Given exercise ->
Copy every item below word for word, leaving out the pictures.

Object location annotation data:
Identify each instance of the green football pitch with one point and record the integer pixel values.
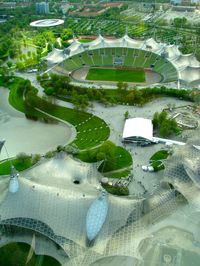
(112, 74)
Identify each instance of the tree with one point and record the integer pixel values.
(22, 157)
(126, 115)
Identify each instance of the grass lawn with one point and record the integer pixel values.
(116, 158)
(91, 130)
(109, 74)
(119, 174)
(15, 254)
(85, 40)
(19, 165)
(156, 160)
(160, 155)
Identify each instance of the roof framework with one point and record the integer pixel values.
(187, 66)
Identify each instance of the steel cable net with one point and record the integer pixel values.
(48, 202)
(183, 170)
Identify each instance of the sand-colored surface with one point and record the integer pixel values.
(23, 135)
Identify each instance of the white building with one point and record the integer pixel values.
(138, 130)
(42, 8)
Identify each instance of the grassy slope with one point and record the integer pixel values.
(107, 74)
(5, 166)
(121, 159)
(91, 130)
(16, 254)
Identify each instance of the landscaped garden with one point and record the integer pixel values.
(156, 160)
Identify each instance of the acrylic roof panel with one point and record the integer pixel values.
(190, 74)
(187, 60)
(96, 216)
(138, 127)
(172, 51)
(185, 65)
(56, 56)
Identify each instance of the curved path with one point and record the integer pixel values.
(23, 135)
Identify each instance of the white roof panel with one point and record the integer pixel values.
(138, 127)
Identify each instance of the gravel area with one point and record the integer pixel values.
(23, 135)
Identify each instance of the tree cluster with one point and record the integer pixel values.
(165, 126)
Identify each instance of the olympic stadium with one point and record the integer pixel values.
(156, 62)
(47, 23)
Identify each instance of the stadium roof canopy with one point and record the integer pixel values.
(47, 23)
(184, 64)
(138, 130)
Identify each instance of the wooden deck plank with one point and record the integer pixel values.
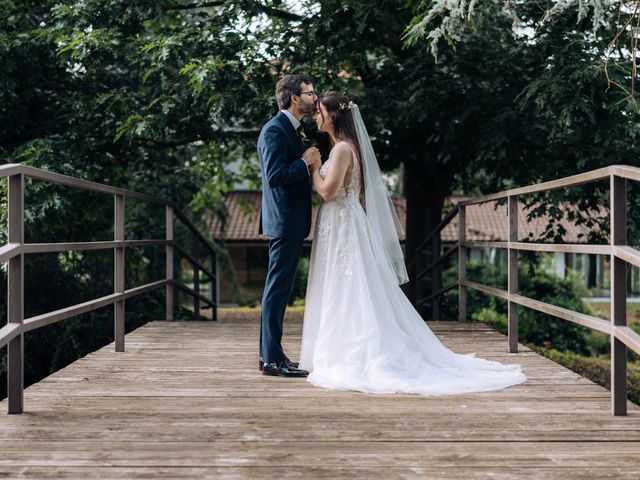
(186, 401)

Written solution ->
Identify each instance of the green football pitch with one point and record the integer pixel values.
(112, 74)
Identify each instance of the tree with one point and record the integer pixel values.
(22, 157)
(126, 115)
Identify each instance of the grass lawn with one point and record the integer pixel values.
(116, 158)
(91, 130)
(109, 74)
(119, 174)
(15, 254)
(85, 40)
(19, 165)
(156, 160)
(160, 155)
Identify each instance of the roof framework with one point and record the integer pixel values.
(187, 66)
Identify each instance of the steel cable net with one point and record the integer pixel values.
(48, 202)
(183, 170)
Identify each instance of the sand-colored surface with one point and record the integer pixel values.
(23, 135)
Identify each instance of the white building with one point and record the integer pixel values.
(138, 130)
(42, 8)
Identify each instance of the grassy slope with one point and record the integer pixel values.
(107, 74)
(5, 166)
(121, 159)
(91, 130)
(16, 254)
Identify each instance of the landscaped garden with one point and record the integer pixel values.
(156, 160)
Identify each instance of the acrylic roof panel with one point and record the integer pixel values.
(190, 74)
(187, 60)
(96, 216)
(138, 127)
(172, 51)
(185, 65)
(56, 56)
Identify each instance of the curved path with one point and record the integer pixel values.
(23, 135)
Identify each instance of the white roof panel with one point and record the integer pixel values.
(138, 127)
Identify each instance of the gravel area with one point and record the integer pixel values.
(23, 135)
Identify each instance of the tree cluster with one point and record the integer pixel values.
(165, 126)
Identify each instance of the olympic stadium with one point and record the integer pixel values.
(156, 62)
(47, 23)
Identify each instance of the stadium roof canopy with one point and record the integer pixel values.
(47, 23)
(184, 64)
(138, 130)
Identify each instance of the wooden deck plank with one point and record the integer pixel values.
(186, 401)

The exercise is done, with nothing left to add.